Web of Science Citations: 1
Abstract

Amyotrophic lateral sclerosis (ALS) is a fatal neurodegenerative disease affecting upper and lower motoneurons (MNs). The etiology of the disease is still unknown for most patients with sporadic ALS, while in 5-10% of the familial cases, several gene mutations have been linked to the disease. Mutations in the gene encoding Cu, Zn superoxide dismutase (SOD1), reproducing in animal models a pathological scenario similar to that found in ALS patients, have allowed for the identification of mechanisms relevant to the ALS pathogenesis. Among them, neuroinflammation mediated by glial cells and systemic immune activation play a key role in the progression of the disease, through mechanisms that can be either neuroprotective or neurodetrimental depending on the type of cells and the MN compartment involved. In this review, we will examine and discuss the involvement of major histocompatibility complex class I (MHCI) in ALS concerning its function in the adaptive immunity and its role in modulating the neural plasticity in the central and peripheral nervous system. The evidence indicates that the overexpression of MHCI into MNs protect them from astrocytes' toxicity in the central nervous system (CNS) and promote the removal of degenerating motor axons accelerating collateral reinnervation of muscles. (AU)

ENTRIES SHOWN
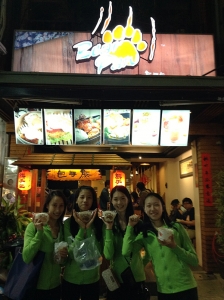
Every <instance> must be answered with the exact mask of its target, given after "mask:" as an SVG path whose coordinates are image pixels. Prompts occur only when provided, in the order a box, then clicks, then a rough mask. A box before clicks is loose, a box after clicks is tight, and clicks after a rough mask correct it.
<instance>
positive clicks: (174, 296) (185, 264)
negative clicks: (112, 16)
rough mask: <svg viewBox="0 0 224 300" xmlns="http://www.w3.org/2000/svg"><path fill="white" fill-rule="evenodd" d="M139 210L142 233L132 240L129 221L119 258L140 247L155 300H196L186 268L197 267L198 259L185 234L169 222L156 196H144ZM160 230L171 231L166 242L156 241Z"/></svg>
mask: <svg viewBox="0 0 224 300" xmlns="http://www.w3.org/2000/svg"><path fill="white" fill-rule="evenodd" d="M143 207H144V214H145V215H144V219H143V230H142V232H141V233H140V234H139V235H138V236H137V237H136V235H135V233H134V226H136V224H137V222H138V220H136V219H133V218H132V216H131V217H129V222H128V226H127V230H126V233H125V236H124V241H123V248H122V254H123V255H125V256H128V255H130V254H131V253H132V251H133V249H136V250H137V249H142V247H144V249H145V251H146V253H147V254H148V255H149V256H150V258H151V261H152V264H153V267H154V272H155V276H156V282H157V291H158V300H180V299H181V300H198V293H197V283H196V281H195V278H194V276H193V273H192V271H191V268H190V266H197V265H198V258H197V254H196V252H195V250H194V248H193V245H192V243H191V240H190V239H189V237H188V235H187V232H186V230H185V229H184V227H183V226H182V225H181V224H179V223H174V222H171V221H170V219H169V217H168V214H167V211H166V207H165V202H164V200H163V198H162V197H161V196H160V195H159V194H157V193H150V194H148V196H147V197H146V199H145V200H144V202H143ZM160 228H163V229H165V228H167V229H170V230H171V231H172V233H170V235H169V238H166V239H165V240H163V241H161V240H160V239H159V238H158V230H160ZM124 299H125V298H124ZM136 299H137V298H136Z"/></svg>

==

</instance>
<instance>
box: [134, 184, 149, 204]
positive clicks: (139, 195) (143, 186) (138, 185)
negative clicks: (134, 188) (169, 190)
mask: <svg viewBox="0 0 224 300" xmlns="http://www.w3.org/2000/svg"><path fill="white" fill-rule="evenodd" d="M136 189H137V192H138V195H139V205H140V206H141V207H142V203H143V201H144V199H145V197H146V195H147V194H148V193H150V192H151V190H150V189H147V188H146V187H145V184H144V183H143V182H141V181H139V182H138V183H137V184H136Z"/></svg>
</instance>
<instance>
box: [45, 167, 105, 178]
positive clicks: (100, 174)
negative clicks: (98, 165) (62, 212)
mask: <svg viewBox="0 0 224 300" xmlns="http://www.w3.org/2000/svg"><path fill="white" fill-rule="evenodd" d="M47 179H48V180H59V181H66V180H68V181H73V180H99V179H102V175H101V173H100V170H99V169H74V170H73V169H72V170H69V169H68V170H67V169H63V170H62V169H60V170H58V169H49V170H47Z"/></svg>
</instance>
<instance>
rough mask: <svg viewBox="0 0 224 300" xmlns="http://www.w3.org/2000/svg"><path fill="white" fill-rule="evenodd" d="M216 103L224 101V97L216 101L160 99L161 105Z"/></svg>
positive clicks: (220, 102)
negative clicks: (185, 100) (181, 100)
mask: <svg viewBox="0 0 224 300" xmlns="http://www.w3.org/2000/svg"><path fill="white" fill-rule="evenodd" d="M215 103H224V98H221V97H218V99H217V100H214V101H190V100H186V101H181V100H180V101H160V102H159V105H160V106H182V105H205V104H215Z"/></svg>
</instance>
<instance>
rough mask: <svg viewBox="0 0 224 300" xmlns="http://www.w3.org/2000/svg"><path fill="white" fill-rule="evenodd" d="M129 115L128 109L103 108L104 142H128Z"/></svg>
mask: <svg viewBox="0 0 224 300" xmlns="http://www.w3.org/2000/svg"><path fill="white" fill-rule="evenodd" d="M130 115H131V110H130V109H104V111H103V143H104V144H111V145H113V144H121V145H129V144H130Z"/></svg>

---

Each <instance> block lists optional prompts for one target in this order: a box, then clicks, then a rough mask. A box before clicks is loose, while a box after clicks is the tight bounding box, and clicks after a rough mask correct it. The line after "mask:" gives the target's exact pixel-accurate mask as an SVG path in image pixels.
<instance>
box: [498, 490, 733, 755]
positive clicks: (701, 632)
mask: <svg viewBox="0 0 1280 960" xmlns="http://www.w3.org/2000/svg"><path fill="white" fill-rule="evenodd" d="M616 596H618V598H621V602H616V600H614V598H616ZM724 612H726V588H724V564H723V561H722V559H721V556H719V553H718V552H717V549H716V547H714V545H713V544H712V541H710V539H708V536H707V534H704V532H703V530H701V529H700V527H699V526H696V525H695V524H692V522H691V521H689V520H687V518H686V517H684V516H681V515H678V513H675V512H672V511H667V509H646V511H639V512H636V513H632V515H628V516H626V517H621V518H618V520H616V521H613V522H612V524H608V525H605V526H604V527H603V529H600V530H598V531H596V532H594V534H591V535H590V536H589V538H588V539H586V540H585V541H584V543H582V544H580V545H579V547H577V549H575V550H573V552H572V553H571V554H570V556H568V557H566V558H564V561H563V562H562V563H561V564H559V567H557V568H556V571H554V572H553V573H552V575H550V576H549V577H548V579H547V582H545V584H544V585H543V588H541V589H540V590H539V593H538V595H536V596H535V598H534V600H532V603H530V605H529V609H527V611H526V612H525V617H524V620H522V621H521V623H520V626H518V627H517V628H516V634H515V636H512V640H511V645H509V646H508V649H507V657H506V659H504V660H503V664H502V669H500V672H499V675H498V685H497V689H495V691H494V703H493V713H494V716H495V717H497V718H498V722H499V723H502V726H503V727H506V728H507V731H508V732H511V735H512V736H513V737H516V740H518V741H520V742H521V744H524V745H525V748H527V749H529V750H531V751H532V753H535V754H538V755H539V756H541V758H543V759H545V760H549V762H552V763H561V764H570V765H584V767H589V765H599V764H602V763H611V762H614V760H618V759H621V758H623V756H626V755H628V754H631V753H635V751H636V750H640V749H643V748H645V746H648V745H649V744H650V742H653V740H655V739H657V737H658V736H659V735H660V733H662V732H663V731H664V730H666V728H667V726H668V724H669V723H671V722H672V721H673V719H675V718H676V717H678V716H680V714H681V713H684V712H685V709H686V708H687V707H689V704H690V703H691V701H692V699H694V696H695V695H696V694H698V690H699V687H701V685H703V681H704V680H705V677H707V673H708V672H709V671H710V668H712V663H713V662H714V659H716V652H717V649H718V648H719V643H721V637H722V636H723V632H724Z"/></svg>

PROMPT
In the ALS abstract, what does overexpression of MHCI in motoneurons protect them from in the central nervous system?

TASK RESPONSE
Astrocytes' toxicity.